GOAL: Everything from the line containing "Task: annotate a point on every instance of the recessed" through the last line of the records must be returned verbatim, and nothing outside that range.

EXTRACTED ENTRIES:
--------------------

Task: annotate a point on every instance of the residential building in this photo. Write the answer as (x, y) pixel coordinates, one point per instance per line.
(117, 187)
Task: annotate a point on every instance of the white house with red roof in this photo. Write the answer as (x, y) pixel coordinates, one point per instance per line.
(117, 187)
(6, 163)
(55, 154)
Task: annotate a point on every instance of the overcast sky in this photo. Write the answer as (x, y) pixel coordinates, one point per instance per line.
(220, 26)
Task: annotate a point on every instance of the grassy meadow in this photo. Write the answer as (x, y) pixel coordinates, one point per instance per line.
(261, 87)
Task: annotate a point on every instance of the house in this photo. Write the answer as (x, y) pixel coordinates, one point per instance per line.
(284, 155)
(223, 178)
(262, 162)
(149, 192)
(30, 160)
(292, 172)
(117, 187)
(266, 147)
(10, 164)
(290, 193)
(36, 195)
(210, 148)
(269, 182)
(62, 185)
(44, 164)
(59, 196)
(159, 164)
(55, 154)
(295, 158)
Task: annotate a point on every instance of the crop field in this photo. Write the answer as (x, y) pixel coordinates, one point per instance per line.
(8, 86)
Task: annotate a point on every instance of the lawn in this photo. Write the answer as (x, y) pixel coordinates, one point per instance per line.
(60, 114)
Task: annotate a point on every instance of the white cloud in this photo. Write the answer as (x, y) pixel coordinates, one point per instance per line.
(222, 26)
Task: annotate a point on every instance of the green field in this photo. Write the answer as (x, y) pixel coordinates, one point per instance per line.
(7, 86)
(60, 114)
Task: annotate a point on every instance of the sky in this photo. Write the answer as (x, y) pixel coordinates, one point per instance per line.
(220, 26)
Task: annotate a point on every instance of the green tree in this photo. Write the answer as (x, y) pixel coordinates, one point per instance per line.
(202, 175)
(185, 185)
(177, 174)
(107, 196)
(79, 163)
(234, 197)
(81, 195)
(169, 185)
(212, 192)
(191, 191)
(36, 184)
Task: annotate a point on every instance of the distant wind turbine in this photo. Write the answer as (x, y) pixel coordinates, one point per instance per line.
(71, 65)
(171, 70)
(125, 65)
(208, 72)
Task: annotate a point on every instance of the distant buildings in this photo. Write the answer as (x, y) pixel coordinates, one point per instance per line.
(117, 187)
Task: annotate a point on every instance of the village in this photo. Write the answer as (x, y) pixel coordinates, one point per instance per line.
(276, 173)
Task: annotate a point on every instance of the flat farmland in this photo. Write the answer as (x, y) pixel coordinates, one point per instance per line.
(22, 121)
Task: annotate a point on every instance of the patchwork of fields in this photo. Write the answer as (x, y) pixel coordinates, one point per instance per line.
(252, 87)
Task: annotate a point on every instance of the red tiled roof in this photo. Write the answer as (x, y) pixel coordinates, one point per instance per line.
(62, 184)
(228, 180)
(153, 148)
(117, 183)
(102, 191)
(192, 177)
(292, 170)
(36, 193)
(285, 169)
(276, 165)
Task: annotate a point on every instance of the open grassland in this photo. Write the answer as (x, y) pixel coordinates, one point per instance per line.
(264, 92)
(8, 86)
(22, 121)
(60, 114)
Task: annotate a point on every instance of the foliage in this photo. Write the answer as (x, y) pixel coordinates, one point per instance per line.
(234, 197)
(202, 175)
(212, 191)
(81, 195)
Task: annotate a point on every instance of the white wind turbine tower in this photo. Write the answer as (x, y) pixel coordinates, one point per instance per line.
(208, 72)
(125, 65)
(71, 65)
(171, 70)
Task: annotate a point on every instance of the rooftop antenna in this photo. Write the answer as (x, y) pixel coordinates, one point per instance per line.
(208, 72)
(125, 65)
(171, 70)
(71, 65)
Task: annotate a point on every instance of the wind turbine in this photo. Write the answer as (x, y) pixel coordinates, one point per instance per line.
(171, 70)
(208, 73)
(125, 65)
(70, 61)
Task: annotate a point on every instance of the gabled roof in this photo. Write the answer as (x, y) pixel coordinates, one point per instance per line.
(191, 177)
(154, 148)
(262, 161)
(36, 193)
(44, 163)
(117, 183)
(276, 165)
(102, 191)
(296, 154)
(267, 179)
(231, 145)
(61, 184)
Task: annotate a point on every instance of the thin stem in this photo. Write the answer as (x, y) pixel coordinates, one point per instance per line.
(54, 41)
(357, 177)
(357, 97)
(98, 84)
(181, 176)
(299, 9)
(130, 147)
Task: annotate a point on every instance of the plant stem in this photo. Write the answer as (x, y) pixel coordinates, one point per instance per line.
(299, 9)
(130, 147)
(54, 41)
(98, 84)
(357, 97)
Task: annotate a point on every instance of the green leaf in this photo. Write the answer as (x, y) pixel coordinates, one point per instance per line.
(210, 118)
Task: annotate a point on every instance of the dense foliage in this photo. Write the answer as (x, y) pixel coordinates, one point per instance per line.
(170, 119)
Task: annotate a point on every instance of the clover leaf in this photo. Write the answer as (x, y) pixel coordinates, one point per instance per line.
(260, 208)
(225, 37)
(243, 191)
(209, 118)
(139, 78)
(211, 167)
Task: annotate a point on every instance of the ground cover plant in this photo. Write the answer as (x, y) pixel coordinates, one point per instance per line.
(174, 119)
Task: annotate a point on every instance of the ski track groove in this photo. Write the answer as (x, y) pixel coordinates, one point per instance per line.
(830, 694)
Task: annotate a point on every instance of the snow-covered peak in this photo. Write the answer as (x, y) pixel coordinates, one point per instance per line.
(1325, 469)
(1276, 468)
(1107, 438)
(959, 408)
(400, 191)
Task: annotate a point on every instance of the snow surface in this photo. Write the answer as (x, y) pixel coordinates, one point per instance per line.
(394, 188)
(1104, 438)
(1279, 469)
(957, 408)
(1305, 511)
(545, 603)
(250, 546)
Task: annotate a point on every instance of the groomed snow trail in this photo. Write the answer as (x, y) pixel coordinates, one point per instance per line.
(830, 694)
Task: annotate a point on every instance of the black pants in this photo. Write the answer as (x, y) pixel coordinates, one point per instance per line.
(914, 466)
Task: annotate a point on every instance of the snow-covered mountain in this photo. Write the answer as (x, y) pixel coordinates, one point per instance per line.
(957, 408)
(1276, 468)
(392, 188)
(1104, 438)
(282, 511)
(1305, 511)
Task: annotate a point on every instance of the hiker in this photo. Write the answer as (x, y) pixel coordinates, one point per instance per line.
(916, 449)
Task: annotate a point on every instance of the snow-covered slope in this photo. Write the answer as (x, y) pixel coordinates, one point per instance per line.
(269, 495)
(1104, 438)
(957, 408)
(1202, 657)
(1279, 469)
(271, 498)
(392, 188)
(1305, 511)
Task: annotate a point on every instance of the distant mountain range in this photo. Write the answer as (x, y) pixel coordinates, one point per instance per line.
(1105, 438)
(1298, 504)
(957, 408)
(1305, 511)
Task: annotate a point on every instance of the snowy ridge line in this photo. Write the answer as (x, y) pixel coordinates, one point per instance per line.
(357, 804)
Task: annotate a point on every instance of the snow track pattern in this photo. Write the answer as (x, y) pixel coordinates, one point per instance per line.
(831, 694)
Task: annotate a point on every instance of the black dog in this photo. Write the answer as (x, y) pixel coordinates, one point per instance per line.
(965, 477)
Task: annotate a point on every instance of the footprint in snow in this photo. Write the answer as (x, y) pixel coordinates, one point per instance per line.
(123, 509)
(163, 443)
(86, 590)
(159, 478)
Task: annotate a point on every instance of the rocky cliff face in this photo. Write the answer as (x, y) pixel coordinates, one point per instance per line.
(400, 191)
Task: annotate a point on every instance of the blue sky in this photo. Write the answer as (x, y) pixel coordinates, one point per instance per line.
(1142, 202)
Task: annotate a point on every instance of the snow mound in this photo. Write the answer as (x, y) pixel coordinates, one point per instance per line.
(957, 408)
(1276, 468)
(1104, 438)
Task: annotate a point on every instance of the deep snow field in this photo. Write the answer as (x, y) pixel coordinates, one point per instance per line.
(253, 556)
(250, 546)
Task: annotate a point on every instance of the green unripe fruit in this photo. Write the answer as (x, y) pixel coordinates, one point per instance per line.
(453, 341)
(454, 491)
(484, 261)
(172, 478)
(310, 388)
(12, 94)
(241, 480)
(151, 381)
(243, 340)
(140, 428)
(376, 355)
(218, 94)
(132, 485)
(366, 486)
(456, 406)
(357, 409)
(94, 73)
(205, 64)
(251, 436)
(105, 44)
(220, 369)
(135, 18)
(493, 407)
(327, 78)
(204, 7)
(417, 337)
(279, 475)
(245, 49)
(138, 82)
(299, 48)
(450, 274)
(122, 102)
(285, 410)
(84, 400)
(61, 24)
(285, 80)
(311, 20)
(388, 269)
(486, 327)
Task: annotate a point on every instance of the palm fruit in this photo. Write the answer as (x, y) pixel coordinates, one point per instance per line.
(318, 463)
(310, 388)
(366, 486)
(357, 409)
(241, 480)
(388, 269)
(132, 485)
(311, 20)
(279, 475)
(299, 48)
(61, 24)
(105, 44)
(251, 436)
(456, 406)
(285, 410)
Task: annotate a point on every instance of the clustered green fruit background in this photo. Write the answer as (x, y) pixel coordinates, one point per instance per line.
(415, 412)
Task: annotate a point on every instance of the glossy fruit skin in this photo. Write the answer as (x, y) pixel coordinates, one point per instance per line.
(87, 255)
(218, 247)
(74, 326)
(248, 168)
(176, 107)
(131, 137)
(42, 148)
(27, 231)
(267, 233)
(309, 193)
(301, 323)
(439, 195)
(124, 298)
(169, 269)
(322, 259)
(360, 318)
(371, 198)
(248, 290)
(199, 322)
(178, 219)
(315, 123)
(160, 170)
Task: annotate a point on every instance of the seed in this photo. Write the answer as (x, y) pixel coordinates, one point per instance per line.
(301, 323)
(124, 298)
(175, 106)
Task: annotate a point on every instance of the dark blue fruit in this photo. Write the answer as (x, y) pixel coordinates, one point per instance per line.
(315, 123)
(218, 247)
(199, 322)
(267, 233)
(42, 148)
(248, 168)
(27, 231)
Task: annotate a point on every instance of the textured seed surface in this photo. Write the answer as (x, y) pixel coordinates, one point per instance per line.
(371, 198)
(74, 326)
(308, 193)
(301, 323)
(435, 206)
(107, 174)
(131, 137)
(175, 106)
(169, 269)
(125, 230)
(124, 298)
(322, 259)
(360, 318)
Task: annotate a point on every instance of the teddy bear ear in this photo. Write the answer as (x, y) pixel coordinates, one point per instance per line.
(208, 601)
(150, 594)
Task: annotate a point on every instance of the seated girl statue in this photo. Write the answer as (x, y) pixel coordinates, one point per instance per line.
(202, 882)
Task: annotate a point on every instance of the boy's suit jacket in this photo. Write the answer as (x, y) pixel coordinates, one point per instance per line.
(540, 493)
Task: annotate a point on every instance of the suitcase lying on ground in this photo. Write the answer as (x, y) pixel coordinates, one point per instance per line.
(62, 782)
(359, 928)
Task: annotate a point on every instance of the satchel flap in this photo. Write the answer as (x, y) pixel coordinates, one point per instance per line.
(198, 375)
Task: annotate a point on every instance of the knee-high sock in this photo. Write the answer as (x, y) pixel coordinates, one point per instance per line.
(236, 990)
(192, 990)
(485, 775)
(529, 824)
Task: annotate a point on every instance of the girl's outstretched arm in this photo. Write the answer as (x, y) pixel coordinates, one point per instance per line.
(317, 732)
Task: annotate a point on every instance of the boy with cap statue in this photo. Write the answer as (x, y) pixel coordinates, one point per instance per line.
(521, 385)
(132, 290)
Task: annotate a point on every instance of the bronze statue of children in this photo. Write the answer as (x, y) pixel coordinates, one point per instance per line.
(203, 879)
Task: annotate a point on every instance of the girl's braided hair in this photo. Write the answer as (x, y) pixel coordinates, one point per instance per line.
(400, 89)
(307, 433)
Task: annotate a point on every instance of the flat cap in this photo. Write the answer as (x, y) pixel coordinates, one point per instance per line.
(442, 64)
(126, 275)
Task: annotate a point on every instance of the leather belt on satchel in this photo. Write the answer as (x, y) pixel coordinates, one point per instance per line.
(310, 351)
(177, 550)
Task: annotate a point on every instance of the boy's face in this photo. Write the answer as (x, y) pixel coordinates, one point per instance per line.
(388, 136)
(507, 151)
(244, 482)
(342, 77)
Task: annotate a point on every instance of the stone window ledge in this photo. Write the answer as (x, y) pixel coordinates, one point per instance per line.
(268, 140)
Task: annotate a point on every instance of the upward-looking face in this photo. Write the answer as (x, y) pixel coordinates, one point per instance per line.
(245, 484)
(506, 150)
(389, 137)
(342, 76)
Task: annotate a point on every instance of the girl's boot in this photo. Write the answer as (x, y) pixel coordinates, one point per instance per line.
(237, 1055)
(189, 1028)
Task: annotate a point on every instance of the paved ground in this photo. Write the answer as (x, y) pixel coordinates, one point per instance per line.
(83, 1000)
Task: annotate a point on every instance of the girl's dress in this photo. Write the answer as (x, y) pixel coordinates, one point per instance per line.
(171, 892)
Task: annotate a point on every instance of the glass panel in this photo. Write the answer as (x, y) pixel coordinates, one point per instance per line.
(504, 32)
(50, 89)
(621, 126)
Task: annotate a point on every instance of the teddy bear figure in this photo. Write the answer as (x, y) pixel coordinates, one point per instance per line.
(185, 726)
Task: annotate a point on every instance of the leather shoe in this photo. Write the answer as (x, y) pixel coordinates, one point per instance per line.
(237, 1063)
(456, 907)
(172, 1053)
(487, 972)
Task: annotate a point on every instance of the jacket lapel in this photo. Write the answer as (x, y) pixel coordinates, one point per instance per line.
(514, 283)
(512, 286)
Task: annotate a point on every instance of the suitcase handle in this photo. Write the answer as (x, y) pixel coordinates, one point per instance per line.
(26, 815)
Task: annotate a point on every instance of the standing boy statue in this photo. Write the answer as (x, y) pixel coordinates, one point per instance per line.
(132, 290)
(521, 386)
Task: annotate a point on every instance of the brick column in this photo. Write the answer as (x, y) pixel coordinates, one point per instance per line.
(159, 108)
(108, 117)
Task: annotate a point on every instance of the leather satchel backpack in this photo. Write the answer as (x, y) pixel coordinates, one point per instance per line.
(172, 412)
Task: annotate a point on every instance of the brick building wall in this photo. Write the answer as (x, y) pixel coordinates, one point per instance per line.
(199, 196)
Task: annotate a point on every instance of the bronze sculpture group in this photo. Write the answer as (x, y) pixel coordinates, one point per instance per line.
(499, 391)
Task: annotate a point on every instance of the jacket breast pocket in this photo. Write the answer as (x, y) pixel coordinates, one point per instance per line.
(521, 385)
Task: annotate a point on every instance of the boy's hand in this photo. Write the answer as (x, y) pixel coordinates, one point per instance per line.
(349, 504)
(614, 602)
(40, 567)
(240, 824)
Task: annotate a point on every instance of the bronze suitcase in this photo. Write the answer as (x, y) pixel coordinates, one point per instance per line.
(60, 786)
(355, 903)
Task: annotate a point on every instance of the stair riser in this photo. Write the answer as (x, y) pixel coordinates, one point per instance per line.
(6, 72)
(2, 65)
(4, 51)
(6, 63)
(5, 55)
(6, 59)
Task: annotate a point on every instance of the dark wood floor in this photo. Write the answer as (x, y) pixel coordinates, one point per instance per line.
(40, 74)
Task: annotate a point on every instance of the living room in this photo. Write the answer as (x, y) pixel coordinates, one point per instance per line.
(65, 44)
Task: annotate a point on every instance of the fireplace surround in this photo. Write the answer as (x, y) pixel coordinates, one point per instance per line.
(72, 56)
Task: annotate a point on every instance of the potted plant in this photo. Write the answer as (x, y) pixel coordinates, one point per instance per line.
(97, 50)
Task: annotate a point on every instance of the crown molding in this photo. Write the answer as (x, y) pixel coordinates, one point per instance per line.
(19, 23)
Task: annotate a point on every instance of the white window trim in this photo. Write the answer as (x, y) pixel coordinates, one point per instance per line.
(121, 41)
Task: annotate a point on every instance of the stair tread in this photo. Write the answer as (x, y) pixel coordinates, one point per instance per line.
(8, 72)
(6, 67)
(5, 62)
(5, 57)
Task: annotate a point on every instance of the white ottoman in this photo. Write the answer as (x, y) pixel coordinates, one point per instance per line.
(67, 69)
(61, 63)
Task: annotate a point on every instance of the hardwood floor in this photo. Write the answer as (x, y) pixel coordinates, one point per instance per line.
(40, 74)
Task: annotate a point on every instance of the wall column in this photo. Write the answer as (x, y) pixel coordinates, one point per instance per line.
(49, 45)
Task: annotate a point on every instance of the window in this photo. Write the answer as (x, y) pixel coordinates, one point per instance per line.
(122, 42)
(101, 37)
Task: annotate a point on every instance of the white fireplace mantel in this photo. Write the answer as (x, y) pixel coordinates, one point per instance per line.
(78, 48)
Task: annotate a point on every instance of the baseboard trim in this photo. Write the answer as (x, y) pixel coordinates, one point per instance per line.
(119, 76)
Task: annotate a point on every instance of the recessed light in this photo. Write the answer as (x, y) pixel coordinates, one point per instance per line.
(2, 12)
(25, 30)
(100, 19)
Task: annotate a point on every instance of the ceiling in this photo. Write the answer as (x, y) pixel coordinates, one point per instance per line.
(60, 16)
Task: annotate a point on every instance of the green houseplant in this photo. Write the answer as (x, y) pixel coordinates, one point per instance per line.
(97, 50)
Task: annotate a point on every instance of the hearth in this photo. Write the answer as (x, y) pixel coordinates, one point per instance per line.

--------------------

PROBLEM SOLUTION:
Task: annotate a point on every instance of the recessed light in this photo. Write the answer as (x, y) pixel coordinates, one point per instance per line.
(2, 12)
(25, 30)
(100, 19)
Task: annotate a point on every instance of the ceiling in this photo. Write the answer as (x, y) pixel coordinates, one point per instance per line.
(60, 16)
Task: annotate a point on every instance of the green houseplant in this photo. Write the answer as (x, y) pixel coordinates, one point per instance per line.
(97, 50)
Task: annotate a point on every instance of the hearth in this photo. Write the answer as (x, y) pixel coordinates, one point per instance per line.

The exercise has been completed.